▶ **TEXT PROVIDED**
»»
Monday, January 19, 2009

Great conversation with my semi-deaf roommate:

As I sit in my room wishing that all of the local purchasing managers would die/retire/go on maternity leave, I call out (about her loud music):

Is that Emmilou Harris?

What? Are you talking to me?

Yes. Is that Emmilou Harris?

Yeah. Is it too loud?

Nope. She's really good.

Who?

Um...Emmilou Harris...

In which I whine some more...

I hope to be transitioning out of what was one of the worst weeks of my adult life.

Last Monday, I lost my job. Now, I was in great company; I was laid off with more than half of the company. But this was a great job. It was a very welcome part of my identity that I was a manager at a start-up that was planning to solve the energy crisis. I managed a great team. Now they're all looking for work too.
Thanks to everyone who said nice things about my bouncing back. Of course I will. And in the meantime I have unemployment insurance. Thanks to you, too, Massachusetts.

On Wednesday my boyfriend and I decided to stop seeing each other. He couldn't commit to loving me and I couldn't deal with no love. I kind of thought that he was the perfect guy for me, but as it turns out, he is terrified of making a decision that could have an impact on the rest of his life. My heart is broken into a million shards, but I don't blame him. Sometimes, you just don't feel what the other person feels. Also, he lost his job last Monday, and I know how different life looks, and how bleak, right now.

If you add on top of that the cabin fever I've had because we've had all of the snow, and the fact that heat is expensive so the apartment is never warmer than 60 degrees (which is lovely outside, but TOO DAMN COLD inside), it's just been kind of awful.

I know that right now, thousands of people are calling the unemployment office, and not getting through. I know that people are wondering how they'll run their cars, how they'll feed their kids, how they'll find work in a broken economy. I'll be fine, but every day for the last week I've spent some amount of time crying and cursing my current situation. I've spent time being sorry and ashamed and confused and wondering if I'll ever have a life I can feel stable in, and a partner I can trust to stick.

Monday, January 12, 2009

How dark is this place?

So, I just got laid off. Just now. Walked to my desk, escorted to my car; the whole deal...
Shock.

Ego bust.

I actually LOVED that job and the people there. It's tough to find that kind of magic.

I'll be fine. Of that I have no doubt. Grrrrrrr. This will take some getting used to. Well, not getting used to, but some figuring out, anyway.

Thursday, January 8, 2009

Right and wrong

How to cross the street the wrong way:
Grab me between my elbow and shoulder. If you do this, and you're not a blind, old person, please expect me to rain down the pain. I do not enjoy being goon-handed. I kick high and I kick hard.
««
▶ **DATA RECORDS**
»»
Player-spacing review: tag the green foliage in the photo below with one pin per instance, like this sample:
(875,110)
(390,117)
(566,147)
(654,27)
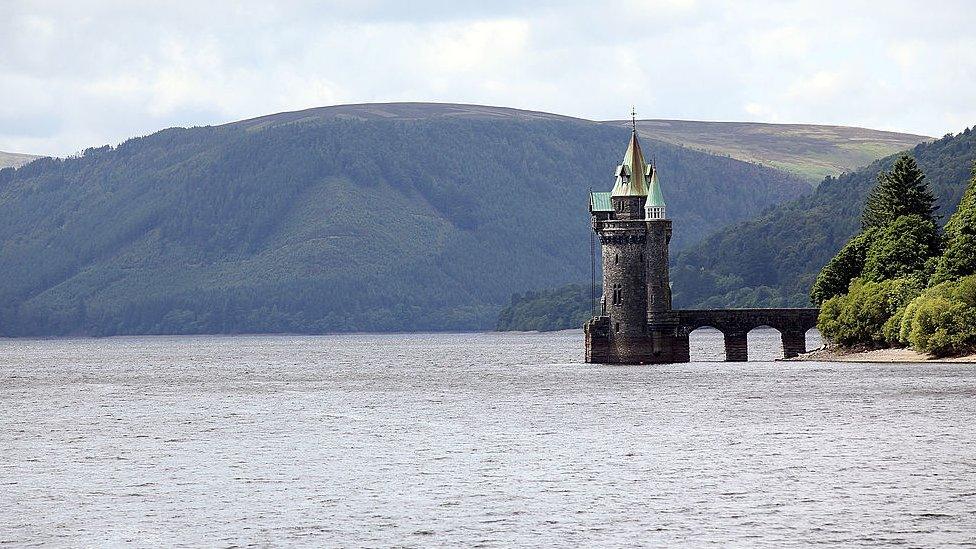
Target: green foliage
(905,248)
(785,247)
(942,320)
(556,309)
(847,265)
(860,316)
(304,222)
(959,258)
(899,192)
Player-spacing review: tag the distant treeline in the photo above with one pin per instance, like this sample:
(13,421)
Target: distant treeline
(325,225)
(773,260)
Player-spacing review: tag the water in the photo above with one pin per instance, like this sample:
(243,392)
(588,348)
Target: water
(475,439)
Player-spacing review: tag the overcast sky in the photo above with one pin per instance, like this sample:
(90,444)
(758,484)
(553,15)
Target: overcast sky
(79,74)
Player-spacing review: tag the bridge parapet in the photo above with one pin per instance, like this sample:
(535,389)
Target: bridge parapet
(735,324)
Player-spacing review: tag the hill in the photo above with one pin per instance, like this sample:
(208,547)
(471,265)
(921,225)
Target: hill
(809,151)
(354,218)
(772,260)
(15,160)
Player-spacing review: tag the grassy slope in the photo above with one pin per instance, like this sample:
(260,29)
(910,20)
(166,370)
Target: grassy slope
(772,260)
(312,221)
(15,160)
(809,151)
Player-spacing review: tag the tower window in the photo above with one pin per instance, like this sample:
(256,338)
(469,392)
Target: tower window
(617,294)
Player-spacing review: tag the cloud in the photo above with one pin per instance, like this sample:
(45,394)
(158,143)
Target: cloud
(99,72)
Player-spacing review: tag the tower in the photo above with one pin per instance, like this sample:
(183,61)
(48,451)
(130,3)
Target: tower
(635,324)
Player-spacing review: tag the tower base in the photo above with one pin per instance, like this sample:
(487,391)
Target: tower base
(663,344)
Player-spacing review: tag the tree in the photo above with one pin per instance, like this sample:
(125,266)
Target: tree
(942,320)
(847,265)
(859,317)
(959,258)
(902,191)
(904,248)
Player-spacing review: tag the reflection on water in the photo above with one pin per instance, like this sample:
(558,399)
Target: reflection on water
(475,439)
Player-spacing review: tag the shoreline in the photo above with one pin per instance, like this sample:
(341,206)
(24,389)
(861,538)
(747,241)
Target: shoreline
(894,355)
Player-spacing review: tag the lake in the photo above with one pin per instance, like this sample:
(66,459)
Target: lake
(493,440)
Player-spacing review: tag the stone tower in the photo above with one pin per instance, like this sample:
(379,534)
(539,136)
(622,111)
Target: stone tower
(635,324)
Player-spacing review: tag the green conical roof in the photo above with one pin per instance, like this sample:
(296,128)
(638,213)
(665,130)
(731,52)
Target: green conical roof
(654,196)
(631,180)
««
▶ **SET TASK 1**
Set down the part of the blog post that opens with the words containing "As I sit in" and closes with "it too loud?".
▶ **SET TASK 2**
Using the blog post above, say whether each statement agrees with it, answering yes or no and quoting the deciding words: (a) The writer was laid off along with more than half of the company. (b) The writer's apartment is kept warmer than 60 degrees. (c) The writer's boyfriend also lost his job last Monday.
▶ **SET TASK 3**
Extend the blog post, the one about the writer's layoff and breakup, starting after its last sentence.

▶ **RESULT 1**
As I sit in my room wishing that all of the local purchasing managers would die/retire/go on maternity leave, I call out (about her loud music):

Is that Emmilou Harris?

What? Are you talking to me?

Yes. Is that Emmilou Harris?

Yeah. Is it too loud?

▶ **RESULT 2**
(a) Yes: "I was laid off with more than half of the company."
(b) No: "the apartment is never warmer than 60 degrees"
(c) Yes: "he lost his job last Monday"

▶ **RESULT 3**
How to cross the street the right way:
Hold my hand.


That is all.



(No, wait! It's not all! Completely unrelated to streets and goon-handing: Daylight Saving(no "s") Time officially starts in 8 weeks. YES! That is all.)

Tuesday, January 6, 2009

Pity me not

I am now, officially, too old for it to be possible for me to have a baby at the same age my mom had her first child.
My mom, who I thought was SO OLD she was practically dessicated when I was a toddler. SO OLD that she might break a hip if I looked at her with too much intensity. SO OLD that she may have once had a hot hot affair with Charlemagne...

And me? Why, I'm pretty sure I was 17 about an hour ago. Remember? When I stuck those Pretzel Stix up my nose at lunch? Or when I giggled my way through a meeting last week because I was NOT wearing underwear? Or when I doodled monkeys having sex on my electric bill? Or tried to get the cats to drink some of my dirty martini?

Gah, when did this happen?
I'm not upset - just curious about how this crazy ride will all turn out. Hopefully on a porch-swing somewhere warm.

Monday, January 5, 2009

Winter, now with 100% more ass-busting

So, I got up this morning at dark-o'clock, did my morning routine (get up, re-set alarm for tomorrow, make bed, put on robe, feed cats, shower, turn on sink while cats drink from sink and toilet, dry/groom, dress, drink water, brush teeth, start car, dry hair, get the f out). I slip-slided to my car and made it to work unscathed. I managed to hold a safety meeting, and then I completely busted my ass walking to the office from the warehouse. I split open my knee and my fun tights in the process. I got back to my desk, put a piece of wood in my mouth so I wouldn't scream, and sewed up my knee and my tights with the med/sewing kit I keep in my desk. I woulda been a great army doctor during the war, let me tell you.
The fall and treatment was more pleasant than the rest of my morning so far, but I'm hopeful that the after-lunch portion of today will be much better.

Here's hopin' anyway.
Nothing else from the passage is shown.